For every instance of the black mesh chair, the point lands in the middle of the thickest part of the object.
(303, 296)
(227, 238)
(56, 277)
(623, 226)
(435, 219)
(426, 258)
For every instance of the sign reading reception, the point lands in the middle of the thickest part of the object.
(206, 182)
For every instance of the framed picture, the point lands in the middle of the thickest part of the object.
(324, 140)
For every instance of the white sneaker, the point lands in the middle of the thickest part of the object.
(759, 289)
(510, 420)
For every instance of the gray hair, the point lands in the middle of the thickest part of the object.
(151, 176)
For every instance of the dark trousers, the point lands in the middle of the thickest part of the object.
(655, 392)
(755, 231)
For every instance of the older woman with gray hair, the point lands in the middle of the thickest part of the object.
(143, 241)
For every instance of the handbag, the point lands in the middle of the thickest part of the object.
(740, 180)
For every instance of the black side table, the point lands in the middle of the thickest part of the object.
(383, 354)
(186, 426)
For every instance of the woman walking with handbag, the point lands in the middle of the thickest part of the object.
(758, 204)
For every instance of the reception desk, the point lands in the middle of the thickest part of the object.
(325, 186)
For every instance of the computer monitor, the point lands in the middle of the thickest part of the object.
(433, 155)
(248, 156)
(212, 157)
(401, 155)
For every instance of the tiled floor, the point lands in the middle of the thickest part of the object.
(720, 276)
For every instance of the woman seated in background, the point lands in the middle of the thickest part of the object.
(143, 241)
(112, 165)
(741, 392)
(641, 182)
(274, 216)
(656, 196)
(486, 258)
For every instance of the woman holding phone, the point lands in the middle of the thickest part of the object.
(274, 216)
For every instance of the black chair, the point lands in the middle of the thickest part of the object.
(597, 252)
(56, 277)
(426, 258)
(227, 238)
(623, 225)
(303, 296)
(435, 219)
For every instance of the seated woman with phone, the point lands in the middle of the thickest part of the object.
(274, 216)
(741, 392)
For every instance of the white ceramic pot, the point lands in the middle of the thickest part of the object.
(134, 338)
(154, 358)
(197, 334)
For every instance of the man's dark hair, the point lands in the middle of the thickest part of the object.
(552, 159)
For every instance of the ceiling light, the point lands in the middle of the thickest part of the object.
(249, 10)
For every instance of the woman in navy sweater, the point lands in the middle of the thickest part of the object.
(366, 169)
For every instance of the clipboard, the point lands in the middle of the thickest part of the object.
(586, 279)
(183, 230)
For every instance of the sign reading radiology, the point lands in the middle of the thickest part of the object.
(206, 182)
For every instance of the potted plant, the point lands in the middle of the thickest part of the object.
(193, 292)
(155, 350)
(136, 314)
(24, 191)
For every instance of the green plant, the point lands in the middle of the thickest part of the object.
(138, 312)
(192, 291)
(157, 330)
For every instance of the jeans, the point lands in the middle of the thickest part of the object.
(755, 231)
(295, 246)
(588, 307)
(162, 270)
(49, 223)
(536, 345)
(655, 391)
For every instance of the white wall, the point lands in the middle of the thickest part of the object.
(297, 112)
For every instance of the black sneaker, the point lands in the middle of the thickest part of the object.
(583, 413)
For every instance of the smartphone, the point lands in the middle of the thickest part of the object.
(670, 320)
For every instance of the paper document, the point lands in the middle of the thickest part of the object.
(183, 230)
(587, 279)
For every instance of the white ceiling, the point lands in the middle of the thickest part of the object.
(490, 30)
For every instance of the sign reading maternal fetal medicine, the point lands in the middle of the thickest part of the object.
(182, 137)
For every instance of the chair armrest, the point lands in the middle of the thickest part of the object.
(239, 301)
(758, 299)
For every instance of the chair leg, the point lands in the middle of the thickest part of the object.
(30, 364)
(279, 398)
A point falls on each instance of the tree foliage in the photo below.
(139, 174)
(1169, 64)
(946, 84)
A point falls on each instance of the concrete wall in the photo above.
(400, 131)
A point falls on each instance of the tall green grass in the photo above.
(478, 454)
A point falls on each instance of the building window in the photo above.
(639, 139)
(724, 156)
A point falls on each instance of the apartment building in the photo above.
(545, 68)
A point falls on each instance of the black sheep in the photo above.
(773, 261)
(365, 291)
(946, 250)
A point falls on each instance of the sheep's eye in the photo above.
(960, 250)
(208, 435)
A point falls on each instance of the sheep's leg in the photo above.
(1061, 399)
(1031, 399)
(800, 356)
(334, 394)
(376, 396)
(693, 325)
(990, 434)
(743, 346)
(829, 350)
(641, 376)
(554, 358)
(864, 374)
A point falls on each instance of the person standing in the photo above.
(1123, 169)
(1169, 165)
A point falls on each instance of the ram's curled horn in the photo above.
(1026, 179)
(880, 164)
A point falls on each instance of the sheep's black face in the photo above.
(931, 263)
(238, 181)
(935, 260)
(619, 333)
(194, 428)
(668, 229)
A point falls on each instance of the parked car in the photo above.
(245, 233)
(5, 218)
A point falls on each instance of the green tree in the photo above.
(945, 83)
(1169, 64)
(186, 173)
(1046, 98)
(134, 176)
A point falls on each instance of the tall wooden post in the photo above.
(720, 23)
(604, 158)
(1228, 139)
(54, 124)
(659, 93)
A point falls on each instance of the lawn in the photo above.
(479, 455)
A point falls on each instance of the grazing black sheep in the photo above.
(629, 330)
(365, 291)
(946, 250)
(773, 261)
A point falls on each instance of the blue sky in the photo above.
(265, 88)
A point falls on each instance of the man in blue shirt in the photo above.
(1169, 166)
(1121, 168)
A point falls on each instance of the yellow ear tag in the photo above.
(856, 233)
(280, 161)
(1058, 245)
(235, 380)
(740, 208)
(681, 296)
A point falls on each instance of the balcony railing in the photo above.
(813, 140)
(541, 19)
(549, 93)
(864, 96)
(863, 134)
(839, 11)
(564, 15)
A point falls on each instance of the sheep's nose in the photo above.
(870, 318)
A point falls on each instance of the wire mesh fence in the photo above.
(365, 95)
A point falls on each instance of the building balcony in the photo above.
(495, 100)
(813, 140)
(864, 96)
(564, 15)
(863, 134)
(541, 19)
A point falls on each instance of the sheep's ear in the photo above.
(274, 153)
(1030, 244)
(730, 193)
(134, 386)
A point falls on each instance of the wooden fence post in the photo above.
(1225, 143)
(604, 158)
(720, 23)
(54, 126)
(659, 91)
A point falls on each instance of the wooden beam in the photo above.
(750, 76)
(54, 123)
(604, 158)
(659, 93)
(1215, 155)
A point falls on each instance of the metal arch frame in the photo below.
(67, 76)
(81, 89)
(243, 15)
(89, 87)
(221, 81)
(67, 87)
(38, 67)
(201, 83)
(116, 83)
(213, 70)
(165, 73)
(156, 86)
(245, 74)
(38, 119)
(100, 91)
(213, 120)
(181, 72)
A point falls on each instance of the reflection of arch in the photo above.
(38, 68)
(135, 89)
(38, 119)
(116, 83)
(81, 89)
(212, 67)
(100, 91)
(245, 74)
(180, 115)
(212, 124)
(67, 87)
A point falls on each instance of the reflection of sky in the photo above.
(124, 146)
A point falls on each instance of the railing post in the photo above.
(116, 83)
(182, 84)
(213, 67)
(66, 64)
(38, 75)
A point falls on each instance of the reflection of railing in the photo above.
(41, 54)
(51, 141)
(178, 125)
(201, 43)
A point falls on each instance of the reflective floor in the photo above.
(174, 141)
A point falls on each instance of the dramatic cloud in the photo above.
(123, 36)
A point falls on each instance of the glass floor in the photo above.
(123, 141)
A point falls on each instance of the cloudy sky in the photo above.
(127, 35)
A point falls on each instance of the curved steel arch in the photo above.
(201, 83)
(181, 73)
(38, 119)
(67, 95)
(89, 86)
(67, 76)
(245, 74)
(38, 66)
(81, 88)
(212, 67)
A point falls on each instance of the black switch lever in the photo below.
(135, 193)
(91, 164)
---
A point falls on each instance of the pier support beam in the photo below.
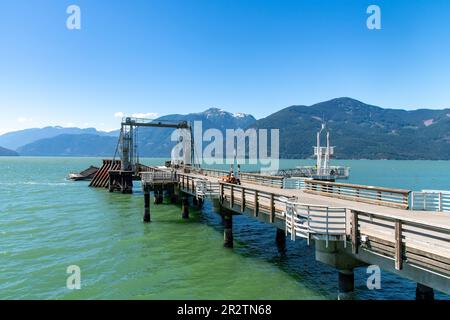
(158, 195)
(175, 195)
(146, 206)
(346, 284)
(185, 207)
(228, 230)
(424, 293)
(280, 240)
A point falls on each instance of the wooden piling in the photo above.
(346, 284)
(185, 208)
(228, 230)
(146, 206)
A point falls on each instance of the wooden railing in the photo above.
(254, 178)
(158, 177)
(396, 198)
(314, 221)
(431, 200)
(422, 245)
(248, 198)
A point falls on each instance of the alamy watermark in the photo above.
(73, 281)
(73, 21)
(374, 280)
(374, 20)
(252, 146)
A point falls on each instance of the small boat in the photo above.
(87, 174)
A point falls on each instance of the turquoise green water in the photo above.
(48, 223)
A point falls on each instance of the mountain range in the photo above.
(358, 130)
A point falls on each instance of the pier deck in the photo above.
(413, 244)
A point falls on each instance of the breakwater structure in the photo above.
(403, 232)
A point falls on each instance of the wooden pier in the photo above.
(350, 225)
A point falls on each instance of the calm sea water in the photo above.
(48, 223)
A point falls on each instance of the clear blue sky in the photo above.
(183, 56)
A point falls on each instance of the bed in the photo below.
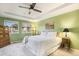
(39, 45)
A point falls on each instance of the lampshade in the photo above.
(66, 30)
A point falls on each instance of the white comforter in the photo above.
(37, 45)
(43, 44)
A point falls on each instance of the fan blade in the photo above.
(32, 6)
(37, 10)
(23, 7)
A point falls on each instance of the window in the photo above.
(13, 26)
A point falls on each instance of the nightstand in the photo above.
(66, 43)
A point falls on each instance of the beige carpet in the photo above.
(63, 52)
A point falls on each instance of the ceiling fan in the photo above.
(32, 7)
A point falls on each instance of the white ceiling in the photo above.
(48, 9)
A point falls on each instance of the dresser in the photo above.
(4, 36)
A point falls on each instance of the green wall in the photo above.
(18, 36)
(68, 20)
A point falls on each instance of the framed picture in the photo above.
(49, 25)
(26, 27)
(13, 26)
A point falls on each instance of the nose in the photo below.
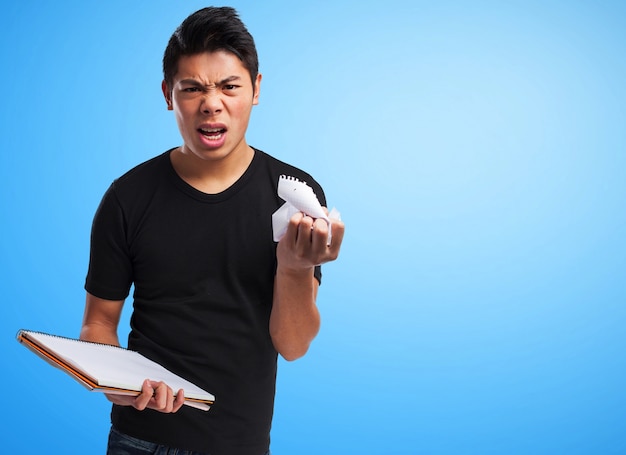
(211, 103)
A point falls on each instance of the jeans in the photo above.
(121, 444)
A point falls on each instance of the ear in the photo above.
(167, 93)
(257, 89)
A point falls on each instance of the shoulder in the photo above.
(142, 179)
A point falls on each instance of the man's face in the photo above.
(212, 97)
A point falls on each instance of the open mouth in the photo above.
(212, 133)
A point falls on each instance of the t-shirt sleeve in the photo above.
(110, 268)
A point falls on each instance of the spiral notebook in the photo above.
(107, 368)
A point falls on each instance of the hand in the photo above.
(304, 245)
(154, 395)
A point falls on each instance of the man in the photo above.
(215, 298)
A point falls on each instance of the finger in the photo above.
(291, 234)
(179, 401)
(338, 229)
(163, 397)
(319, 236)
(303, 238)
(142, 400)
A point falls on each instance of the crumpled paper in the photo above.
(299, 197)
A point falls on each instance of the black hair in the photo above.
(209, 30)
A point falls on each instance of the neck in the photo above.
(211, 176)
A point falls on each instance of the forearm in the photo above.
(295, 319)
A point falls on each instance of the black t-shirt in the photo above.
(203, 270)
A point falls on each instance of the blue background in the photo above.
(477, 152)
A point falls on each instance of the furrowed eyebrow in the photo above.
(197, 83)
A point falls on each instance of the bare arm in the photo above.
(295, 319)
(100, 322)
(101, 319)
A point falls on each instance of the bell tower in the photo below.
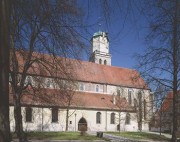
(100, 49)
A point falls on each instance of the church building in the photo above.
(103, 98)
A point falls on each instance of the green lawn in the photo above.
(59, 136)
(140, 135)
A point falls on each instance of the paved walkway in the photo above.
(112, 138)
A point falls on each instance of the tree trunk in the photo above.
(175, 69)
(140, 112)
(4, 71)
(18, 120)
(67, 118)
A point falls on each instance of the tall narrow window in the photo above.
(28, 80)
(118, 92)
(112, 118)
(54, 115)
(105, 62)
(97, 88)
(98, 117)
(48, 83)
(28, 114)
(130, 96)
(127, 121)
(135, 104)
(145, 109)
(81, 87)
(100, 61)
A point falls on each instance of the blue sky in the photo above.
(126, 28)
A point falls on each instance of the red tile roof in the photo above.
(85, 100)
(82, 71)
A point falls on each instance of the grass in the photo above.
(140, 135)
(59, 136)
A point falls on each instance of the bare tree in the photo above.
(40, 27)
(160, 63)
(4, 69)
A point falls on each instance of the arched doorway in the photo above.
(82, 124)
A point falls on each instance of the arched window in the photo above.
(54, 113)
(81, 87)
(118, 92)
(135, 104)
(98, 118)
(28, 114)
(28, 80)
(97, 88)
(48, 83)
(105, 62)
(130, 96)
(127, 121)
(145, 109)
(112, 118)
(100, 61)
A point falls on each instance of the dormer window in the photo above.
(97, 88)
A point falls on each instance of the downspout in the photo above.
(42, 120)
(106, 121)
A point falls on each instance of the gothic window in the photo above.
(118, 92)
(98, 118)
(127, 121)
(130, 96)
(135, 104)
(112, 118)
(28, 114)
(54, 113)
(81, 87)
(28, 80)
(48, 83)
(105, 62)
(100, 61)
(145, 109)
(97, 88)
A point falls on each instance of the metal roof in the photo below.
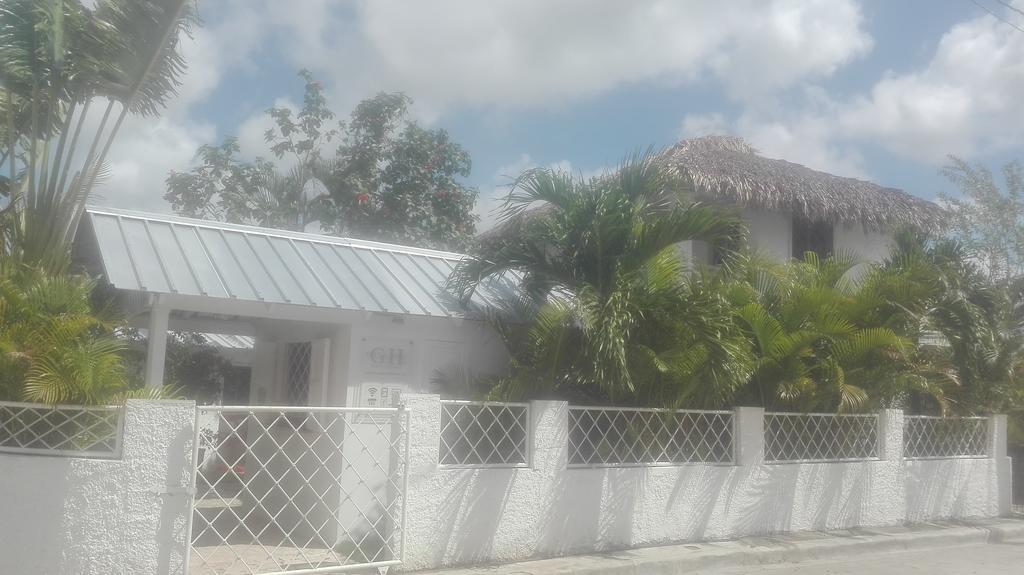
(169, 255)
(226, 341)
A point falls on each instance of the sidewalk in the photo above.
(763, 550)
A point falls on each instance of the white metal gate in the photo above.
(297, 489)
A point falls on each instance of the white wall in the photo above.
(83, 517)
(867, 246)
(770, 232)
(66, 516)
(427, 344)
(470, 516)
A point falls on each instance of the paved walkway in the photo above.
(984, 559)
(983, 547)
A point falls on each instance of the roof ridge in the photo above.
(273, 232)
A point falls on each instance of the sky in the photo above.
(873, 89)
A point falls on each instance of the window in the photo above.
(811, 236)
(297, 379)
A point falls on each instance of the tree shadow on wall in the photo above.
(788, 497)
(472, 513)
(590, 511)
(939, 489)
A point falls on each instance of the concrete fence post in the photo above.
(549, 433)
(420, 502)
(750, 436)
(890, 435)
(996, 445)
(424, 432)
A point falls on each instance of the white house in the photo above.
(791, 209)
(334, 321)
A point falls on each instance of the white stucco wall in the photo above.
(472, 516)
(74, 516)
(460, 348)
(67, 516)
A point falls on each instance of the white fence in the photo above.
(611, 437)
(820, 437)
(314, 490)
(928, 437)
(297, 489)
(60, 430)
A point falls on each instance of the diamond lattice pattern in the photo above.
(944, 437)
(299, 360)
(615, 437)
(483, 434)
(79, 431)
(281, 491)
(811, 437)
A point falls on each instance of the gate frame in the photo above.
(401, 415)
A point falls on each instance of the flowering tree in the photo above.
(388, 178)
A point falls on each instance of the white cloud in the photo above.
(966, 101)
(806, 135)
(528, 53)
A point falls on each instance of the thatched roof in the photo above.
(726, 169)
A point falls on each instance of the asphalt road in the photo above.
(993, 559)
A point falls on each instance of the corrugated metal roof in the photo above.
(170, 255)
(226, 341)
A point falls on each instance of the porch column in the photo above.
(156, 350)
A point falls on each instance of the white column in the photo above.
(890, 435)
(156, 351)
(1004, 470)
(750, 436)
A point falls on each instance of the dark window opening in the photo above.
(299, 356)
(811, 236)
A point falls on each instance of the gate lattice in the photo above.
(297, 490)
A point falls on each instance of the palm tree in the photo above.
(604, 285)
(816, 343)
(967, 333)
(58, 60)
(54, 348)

» **Aim**
Find every line in the records above that contains the word "railing" and copy each such line. Treat case as significant.

» **Response to the exercise**
A point falls on each instance of the balcony railing in the photo above.
A point falls on each instance of the railing post in the photo above.
A point falls on each instance of the reflection of railing in the photo above.
A point falls on each instance of the wooden railing in the photo above.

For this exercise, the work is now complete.